--- DATA PROVIDED Enclosed Below ---

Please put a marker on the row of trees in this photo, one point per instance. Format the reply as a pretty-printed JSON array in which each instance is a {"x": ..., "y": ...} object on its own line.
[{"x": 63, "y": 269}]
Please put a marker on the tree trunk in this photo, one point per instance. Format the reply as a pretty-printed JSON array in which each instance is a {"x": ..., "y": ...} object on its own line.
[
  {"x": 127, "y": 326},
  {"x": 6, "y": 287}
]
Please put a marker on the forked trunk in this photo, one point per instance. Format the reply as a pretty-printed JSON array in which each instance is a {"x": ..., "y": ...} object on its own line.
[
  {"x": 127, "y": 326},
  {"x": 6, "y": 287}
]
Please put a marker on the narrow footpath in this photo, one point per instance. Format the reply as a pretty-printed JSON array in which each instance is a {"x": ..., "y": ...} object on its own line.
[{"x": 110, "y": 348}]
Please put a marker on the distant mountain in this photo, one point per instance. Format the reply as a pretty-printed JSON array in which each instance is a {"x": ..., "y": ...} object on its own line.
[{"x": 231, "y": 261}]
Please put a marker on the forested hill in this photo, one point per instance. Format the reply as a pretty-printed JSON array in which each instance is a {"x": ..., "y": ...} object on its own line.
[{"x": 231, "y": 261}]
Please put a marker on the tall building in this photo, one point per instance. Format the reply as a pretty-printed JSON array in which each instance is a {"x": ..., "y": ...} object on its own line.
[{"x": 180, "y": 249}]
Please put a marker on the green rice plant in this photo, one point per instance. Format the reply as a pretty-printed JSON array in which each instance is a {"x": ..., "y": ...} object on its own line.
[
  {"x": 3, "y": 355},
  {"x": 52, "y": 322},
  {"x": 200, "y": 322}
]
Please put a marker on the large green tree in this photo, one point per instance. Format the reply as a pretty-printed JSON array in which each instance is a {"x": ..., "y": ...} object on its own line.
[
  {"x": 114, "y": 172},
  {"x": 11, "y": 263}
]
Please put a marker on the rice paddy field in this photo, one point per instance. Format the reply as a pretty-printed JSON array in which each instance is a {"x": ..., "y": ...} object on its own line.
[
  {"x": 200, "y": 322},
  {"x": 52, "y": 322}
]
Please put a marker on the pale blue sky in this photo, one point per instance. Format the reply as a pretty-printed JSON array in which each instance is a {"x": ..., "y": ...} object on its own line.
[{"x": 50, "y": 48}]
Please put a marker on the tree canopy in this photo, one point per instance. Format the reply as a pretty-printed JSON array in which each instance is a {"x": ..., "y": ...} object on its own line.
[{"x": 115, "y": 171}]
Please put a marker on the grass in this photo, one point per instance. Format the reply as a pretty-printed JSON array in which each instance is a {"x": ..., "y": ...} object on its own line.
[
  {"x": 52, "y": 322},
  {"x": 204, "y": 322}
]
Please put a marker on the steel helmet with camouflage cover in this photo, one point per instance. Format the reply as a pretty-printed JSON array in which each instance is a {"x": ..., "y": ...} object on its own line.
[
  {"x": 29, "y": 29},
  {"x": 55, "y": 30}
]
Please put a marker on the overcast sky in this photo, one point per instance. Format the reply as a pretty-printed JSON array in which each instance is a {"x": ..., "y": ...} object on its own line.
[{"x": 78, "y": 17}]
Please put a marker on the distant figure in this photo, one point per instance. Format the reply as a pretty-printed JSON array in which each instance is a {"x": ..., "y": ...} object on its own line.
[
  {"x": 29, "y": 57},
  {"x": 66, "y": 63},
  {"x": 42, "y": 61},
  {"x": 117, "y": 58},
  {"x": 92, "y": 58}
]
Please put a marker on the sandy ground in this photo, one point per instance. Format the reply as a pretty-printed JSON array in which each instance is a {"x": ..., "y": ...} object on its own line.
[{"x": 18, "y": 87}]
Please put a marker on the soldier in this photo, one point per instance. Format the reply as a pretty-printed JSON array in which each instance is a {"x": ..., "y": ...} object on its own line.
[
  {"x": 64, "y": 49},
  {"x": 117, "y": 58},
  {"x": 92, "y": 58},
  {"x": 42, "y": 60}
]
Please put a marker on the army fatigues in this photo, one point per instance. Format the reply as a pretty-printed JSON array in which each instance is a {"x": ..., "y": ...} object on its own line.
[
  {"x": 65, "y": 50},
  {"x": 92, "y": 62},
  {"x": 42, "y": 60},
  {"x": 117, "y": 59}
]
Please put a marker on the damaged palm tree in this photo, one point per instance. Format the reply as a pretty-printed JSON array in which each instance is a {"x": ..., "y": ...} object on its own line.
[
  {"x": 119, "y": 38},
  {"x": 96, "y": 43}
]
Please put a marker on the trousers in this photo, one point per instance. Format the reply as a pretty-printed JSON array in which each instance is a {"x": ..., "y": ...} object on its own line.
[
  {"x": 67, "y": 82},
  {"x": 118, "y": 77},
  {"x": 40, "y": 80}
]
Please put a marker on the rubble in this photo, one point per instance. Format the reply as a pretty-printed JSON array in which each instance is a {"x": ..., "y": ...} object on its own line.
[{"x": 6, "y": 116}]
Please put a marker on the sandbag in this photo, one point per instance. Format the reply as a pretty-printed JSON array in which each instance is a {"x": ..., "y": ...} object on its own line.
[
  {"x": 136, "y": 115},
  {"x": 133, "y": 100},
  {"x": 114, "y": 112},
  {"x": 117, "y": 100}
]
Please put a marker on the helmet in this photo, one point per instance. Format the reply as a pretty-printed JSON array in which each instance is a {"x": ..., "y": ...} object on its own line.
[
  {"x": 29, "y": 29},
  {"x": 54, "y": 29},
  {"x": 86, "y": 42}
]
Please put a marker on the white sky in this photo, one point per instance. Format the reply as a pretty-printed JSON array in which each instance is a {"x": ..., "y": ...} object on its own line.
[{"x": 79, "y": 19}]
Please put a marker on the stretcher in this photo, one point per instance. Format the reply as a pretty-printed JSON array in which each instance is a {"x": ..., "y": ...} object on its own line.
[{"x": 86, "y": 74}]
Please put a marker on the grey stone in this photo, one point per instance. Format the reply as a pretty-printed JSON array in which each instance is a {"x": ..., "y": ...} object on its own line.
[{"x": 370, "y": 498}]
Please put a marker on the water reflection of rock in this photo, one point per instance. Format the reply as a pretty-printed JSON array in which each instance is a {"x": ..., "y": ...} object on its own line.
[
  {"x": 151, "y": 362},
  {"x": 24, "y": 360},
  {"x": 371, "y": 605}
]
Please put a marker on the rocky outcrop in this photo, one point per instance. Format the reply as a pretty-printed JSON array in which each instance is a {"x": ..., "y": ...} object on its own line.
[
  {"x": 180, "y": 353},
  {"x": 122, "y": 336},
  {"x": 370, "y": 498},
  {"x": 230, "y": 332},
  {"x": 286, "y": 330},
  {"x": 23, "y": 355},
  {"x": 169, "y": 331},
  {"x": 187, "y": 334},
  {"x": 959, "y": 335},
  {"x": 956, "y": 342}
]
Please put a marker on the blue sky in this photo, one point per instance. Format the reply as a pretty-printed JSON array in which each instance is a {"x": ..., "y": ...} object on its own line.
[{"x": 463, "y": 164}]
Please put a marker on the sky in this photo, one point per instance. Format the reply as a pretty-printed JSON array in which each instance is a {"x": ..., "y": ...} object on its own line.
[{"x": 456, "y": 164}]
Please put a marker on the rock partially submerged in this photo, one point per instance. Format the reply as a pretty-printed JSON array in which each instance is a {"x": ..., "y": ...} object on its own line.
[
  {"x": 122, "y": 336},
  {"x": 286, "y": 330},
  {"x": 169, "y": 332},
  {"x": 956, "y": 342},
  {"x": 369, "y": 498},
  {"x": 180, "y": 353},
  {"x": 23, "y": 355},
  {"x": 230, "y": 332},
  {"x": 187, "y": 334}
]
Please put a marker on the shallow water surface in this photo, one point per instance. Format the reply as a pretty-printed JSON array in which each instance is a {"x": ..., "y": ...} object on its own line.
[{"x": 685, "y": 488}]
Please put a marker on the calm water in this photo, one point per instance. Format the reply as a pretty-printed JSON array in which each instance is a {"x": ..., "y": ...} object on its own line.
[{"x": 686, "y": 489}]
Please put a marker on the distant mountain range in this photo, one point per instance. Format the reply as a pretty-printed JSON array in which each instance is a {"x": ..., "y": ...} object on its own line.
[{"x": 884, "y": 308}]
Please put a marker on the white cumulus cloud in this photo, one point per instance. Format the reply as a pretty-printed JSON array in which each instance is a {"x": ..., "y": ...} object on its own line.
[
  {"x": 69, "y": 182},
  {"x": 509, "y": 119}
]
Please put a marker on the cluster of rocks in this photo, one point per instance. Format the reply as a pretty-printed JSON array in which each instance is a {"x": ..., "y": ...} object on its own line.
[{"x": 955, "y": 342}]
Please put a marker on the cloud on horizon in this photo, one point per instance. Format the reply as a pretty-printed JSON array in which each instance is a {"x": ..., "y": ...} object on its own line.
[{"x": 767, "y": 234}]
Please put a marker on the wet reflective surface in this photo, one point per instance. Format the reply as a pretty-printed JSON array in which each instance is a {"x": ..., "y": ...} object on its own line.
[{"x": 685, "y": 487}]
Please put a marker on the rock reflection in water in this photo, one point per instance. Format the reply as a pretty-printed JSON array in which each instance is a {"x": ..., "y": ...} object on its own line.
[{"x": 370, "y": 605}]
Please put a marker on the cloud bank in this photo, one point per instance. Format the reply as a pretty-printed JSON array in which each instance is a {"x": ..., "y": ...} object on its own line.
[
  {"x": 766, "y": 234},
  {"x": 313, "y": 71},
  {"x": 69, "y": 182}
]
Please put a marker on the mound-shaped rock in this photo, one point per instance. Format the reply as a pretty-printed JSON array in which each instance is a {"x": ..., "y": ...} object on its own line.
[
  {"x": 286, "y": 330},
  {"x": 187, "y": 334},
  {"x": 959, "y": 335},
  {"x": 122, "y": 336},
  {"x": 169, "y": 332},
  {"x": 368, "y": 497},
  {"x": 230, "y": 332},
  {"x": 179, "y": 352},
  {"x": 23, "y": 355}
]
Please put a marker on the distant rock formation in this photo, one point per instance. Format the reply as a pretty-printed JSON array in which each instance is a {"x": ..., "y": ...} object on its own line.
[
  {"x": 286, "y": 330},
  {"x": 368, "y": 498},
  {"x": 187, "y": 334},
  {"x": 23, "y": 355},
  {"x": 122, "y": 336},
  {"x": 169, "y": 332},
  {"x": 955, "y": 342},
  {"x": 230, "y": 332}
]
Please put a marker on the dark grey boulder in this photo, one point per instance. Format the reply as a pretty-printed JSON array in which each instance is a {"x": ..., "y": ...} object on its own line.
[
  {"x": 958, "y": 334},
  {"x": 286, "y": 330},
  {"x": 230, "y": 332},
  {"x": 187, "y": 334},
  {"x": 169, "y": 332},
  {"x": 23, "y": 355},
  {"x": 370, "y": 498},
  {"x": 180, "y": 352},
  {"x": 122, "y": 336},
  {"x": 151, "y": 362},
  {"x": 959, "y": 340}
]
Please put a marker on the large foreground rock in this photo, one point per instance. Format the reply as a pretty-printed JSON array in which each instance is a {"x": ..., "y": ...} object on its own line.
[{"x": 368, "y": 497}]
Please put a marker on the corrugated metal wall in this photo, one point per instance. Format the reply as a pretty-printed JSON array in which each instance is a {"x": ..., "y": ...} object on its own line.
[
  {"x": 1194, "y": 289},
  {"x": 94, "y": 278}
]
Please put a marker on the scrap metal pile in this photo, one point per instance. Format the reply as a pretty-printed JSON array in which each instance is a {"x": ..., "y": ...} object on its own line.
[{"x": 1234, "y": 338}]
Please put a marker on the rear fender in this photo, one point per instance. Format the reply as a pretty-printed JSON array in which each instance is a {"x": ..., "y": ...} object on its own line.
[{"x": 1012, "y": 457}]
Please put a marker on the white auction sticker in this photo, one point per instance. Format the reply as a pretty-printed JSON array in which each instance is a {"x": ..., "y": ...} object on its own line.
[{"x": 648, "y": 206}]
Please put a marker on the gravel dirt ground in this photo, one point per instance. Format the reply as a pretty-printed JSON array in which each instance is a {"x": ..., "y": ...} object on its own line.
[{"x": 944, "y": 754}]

--- End of Enclosed DATA PROVIDED ---

* TASK REQUIREMENTS
An exact repeat of the lines from the one containing "Please put a marker on the corrugated" through the final line of the entries is the whole answer.

* ANSWER BOX
Please put a marker on the corrugated metal wall in this photo, one point per instance. Format the reply as a pretty-printed JSON array in which each instance is a {"x": ..., "y": ...} object on its own line.
[
  {"x": 1194, "y": 289},
  {"x": 94, "y": 278}
]
Please put a marker on the scrap metal pile in this photo, one point per instance. Format the reply as a pretty-printed JSON array in which each instance is a {"x": ..., "y": ...} object on its own line.
[{"x": 1234, "y": 338}]
Please put a marker on the rear fender in this photo, one point per instance. Format the reply as a pretty-printed JSON array in which each instance is a {"x": ..., "y": ...} object on its own line.
[{"x": 1012, "y": 457}]
Please put a marker on the white auction sticker in this photo, one point per instance. Format the reply as a pretty-printed JSON array in which each instance is a {"x": ..., "y": ...} object on its own line.
[{"x": 648, "y": 206}]
Please put a marker on the gravel dirt ground in this photo, one point per instance. Format the reply as a pretty-printed JSON array in which each instance is a {"x": ..., "y": ...} object on its own line.
[{"x": 944, "y": 754}]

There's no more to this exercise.